__Selected extract__
════════════════════

I'll try to use the lazy loading you suggested to create a string iterating upwards using the display names. This should be fastest than creating an array to traverse with every word. Then I'll test it with the 5000 folders test environment. Is it ok for you this approach?

micz avatar Jan 09 '25 20:01 micz

Yep that works for me, thank you so much for persisting on this!

kewisch avatar Jan 09 '25 21:01 kewisch

I added a new property to FolderNode, #_fullSearchString, and then implemented a getter, with lazy laoding of the property. Finally, I use it in the repopulate method.

In the test with 5000 folders, it is as fast as before.

I hope I got it right this time!

════════════════════

__Task 1__
Copy the passage of the lazy-loading thread from "Yep that works" to "the repopulate method.".
__Task 2__
List every class, property and method name that appears in the lazy-loading thread.

__Provided data__
════════════════════

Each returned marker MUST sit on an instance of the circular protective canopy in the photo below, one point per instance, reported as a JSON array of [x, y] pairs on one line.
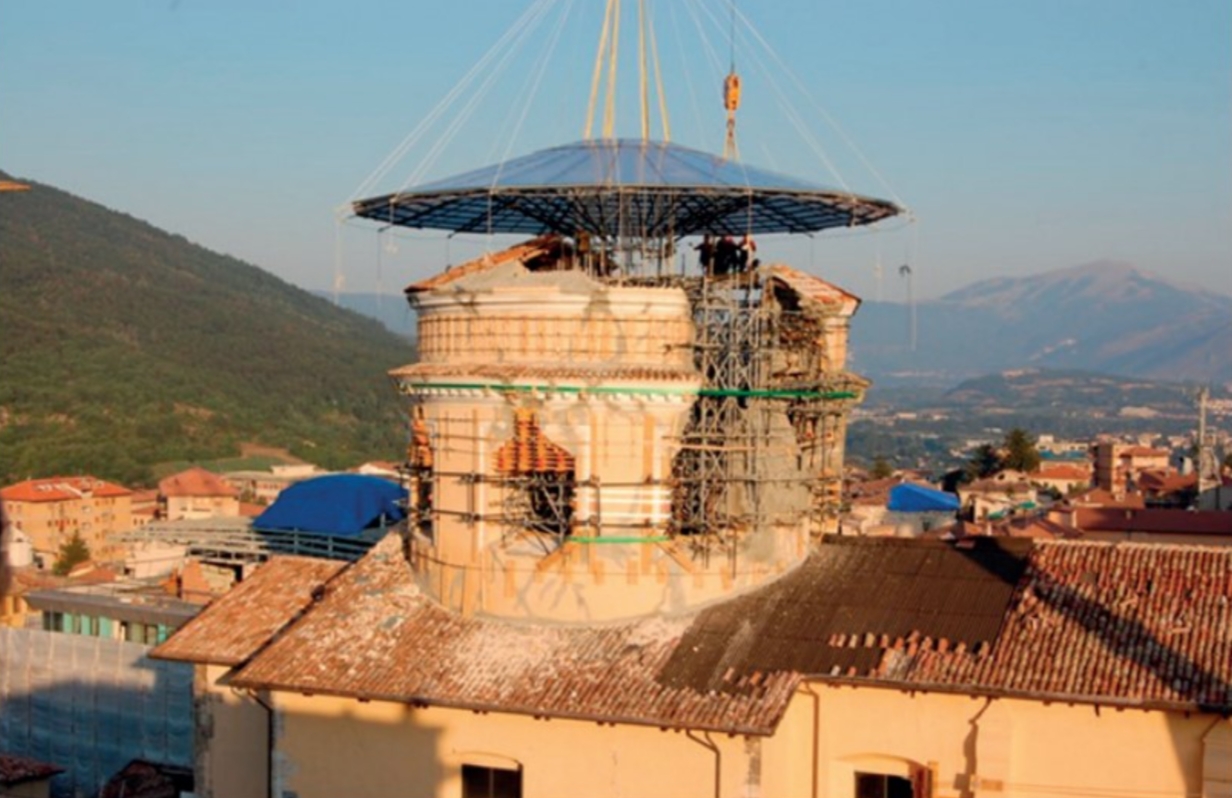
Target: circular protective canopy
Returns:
[[625, 189]]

════════════════════

__Answer 1__
Yep that works for me, thank you so much for persisting on this!

kewisch avatar Jan 09 '25 21:01 kewisch

I added a new property to FolderNode, #_fullSearchString, and then implemented a getter, with lazy laoding of the property. Finally, I use it in the repopulate method.

__Answer 2__
FolderNode, #_fullSearchString, repopulate